Task brief:
Count the lines in the items below that contain the word "hand" and give only that number.

Data provided:

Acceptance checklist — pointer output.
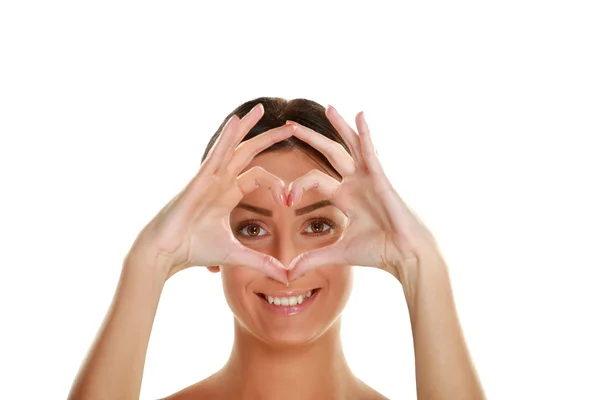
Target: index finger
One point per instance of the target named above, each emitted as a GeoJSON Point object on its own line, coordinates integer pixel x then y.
{"type": "Point", "coordinates": [246, 151]}
{"type": "Point", "coordinates": [335, 152]}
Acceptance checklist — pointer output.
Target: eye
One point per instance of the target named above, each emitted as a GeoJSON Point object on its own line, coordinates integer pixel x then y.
{"type": "Point", "coordinates": [319, 227]}
{"type": "Point", "coordinates": [251, 230]}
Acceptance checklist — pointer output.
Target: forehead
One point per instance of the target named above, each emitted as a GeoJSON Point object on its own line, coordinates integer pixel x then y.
{"type": "Point", "coordinates": [289, 165]}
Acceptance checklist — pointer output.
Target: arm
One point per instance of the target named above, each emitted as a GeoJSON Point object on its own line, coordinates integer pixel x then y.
{"type": "Point", "coordinates": [114, 365]}
{"type": "Point", "coordinates": [442, 363]}
{"type": "Point", "coordinates": [191, 230]}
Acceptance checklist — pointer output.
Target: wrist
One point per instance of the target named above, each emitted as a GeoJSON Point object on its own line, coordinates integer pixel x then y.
{"type": "Point", "coordinates": [421, 273]}
{"type": "Point", "coordinates": [149, 265]}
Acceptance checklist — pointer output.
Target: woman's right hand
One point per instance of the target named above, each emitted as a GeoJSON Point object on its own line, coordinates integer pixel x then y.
{"type": "Point", "coordinates": [193, 229]}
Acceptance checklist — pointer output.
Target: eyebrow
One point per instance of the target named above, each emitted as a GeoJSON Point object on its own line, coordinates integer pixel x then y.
{"type": "Point", "coordinates": [298, 212]}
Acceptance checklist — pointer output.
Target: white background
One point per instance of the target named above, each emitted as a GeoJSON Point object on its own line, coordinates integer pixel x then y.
{"type": "Point", "coordinates": [485, 115]}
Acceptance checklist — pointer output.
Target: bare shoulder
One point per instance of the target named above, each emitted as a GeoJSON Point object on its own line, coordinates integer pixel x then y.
{"type": "Point", "coordinates": [205, 389]}
{"type": "Point", "coordinates": [368, 393]}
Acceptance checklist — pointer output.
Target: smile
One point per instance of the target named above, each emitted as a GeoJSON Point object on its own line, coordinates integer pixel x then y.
{"type": "Point", "coordinates": [289, 303]}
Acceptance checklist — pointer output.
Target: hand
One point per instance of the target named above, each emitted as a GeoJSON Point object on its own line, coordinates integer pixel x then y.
{"type": "Point", "coordinates": [193, 228]}
{"type": "Point", "coordinates": [382, 231]}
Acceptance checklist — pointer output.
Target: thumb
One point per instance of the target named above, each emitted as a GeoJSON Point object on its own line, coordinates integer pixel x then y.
{"type": "Point", "coordinates": [325, 256]}
{"type": "Point", "coordinates": [264, 263]}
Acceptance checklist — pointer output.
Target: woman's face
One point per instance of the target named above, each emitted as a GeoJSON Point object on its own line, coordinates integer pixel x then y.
{"type": "Point", "coordinates": [259, 302]}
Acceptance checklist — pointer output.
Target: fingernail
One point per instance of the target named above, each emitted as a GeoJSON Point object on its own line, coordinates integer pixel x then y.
{"type": "Point", "coordinates": [256, 107]}
{"type": "Point", "coordinates": [282, 199]}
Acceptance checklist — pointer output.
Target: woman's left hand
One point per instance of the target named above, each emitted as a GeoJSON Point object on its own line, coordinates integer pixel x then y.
{"type": "Point", "coordinates": [382, 231]}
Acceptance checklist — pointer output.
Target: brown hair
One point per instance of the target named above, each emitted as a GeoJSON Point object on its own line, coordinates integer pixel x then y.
{"type": "Point", "coordinates": [277, 110]}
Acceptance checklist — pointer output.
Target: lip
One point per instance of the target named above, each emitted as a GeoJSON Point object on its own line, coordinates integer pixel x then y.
{"type": "Point", "coordinates": [289, 310]}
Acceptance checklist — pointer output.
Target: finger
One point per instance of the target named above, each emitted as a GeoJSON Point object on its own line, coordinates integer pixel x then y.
{"type": "Point", "coordinates": [312, 180]}
{"type": "Point", "coordinates": [335, 152]}
{"type": "Point", "coordinates": [263, 263]}
{"type": "Point", "coordinates": [258, 176]}
{"type": "Point", "coordinates": [368, 150]}
{"type": "Point", "coordinates": [217, 153]}
{"type": "Point", "coordinates": [311, 260]}
{"type": "Point", "coordinates": [347, 133]}
{"type": "Point", "coordinates": [246, 151]}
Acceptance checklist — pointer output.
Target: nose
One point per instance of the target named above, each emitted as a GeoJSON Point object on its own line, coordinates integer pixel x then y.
{"type": "Point", "coordinates": [285, 250]}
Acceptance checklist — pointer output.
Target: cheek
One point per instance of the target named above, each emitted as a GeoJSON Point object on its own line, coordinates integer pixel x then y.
{"type": "Point", "coordinates": [235, 285]}
{"type": "Point", "coordinates": [340, 280]}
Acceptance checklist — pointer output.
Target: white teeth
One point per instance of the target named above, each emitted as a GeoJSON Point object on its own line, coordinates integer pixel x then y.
{"type": "Point", "coordinates": [289, 301]}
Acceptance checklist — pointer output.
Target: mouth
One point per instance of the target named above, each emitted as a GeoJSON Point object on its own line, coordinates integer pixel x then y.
{"type": "Point", "coordinates": [290, 303]}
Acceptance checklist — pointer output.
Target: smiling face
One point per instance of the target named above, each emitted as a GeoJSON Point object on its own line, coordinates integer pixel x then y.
{"type": "Point", "coordinates": [266, 308]}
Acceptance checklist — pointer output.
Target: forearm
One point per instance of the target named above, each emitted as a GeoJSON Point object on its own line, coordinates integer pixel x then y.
{"type": "Point", "coordinates": [114, 366]}
{"type": "Point", "coordinates": [443, 366]}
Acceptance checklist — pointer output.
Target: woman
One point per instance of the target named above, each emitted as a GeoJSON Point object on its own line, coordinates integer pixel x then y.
{"type": "Point", "coordinates": [287, 198]}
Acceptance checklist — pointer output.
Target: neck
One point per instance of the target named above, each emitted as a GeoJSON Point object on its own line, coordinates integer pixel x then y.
{"type": "Point", "coordinates": [314, 370]}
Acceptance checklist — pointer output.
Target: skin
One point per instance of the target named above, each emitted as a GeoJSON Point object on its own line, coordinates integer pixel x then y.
{"type": "Point", "coordinates": [289, 349]}
{"type": "Point", "coordinates": [378, 231]}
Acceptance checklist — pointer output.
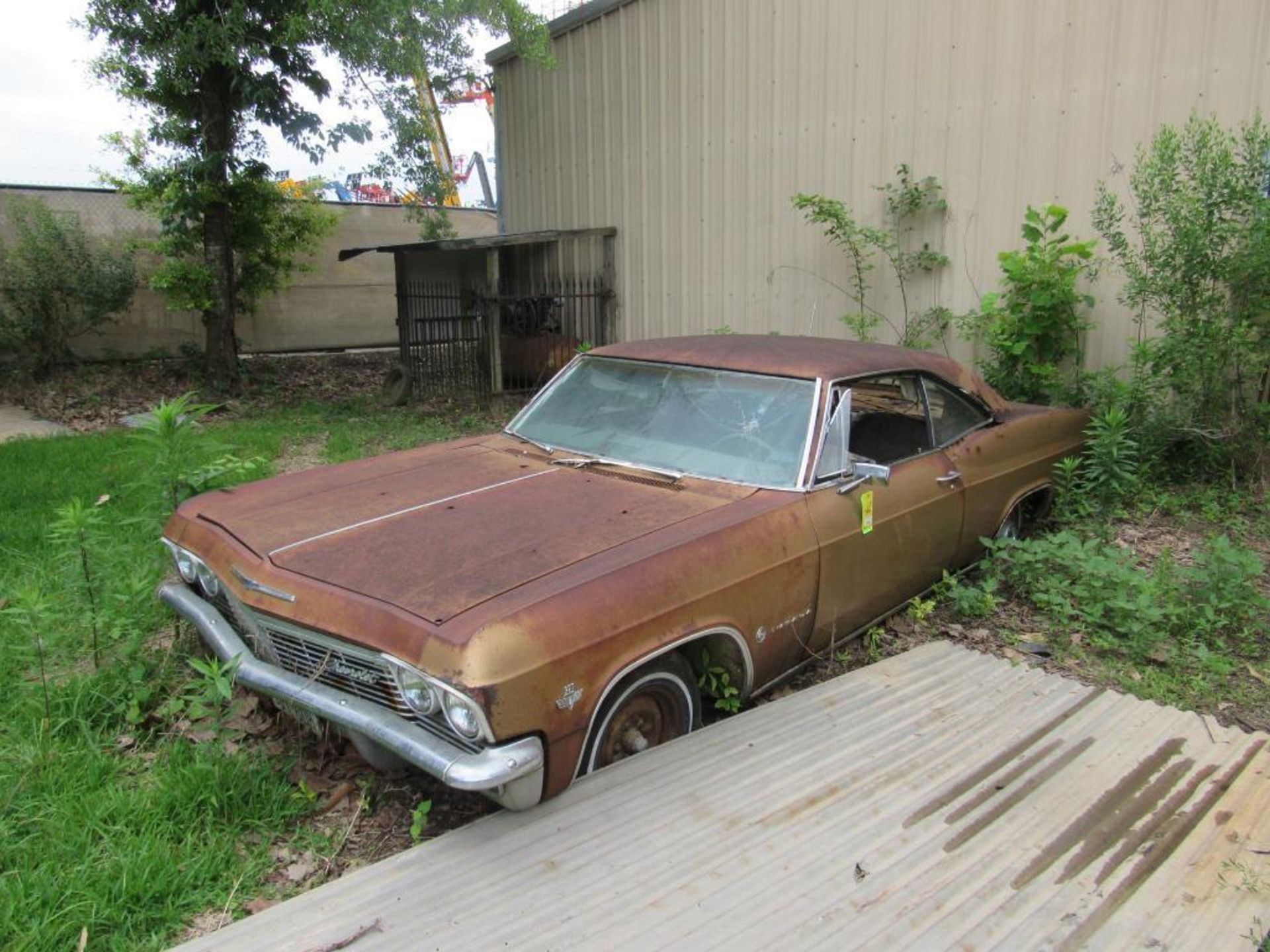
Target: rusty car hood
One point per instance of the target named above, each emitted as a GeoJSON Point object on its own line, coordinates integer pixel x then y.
{"type": "Point", "coordinates": [441, 530]}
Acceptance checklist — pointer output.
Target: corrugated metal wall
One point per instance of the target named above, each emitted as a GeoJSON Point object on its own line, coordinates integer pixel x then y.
{"type": "Point", "coordinates": [689, 125]}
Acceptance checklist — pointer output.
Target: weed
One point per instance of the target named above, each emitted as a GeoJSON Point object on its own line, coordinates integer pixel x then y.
{"type": "Point", "coordinates": [419, 820]}
{"type": "Point", "coordinates": [968, 601]}
{"type": "Point", "coordinates": [1249, 877]}
{"type": "Point", "coordinates": [75, 526]}
{"type": "Point", "coordinates": [921, 608]}
{"type": "Point", "coordinates": [715, 681]}
{"type": "Point", "coordinates": [1191, 619]}
{"type": "Point", "coordinates": [874, 639]}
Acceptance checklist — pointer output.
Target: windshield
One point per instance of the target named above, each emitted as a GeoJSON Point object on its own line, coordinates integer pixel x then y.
{"type": "Point", "coordinates": [738, 427]}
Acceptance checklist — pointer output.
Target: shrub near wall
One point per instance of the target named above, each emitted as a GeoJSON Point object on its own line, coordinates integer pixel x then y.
{"type": "Point", "coordinates": [1193, 239]}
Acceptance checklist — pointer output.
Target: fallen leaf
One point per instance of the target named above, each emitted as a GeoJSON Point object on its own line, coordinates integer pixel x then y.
{"type": "Point", "coordinates": [302, 870]}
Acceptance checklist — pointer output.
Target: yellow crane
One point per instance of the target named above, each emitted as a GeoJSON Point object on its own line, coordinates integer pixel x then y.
{"type": "Point", "coordinates": [437, 141]}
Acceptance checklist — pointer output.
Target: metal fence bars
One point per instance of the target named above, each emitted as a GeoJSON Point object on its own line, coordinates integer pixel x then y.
{"type": "Point", "coordinates": [542, 325]}
{"type": "Point", "coordinates": [443, 338]}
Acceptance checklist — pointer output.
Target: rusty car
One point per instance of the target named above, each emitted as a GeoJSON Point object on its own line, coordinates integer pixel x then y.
{"type": "Point", "coordinates": [508, 612]}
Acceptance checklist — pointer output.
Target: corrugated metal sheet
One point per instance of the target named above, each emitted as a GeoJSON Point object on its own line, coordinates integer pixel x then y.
{"type": "Point", "coordinates": [689, 125]}
{"type": "Point", "coordinates": [941, 799]}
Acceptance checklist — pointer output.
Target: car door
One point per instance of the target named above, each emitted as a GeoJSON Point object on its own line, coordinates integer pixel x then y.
{"type": "Point", "coordinates": [963, 428]}
{"type": "Point", "coordinates": [865, 571]}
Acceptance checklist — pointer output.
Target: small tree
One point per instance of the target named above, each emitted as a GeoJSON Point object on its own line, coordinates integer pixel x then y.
{"type": "Point", "coordinates": [1194, 244]}
{"type": "Point", "coordinates": [277, 227]}
{"type": "Point", "coordinates": [212, 74]}
{"type": "Point", "coordinates": [1033, 325]}
{"type": "Point", "coordinates": [55, 285]}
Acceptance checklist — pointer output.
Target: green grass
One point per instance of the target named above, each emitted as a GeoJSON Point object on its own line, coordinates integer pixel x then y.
{"type": "Point", "coordinates": [111, 820]}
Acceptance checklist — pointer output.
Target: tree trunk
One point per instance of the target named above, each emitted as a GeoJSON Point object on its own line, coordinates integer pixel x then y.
{"type": "Point", "coordinates": [222, 354]}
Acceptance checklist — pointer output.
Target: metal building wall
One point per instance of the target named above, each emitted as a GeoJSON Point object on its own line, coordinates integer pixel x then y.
{"type": "Point", "coordinates": [689, 125]}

Solution to the exercise:
3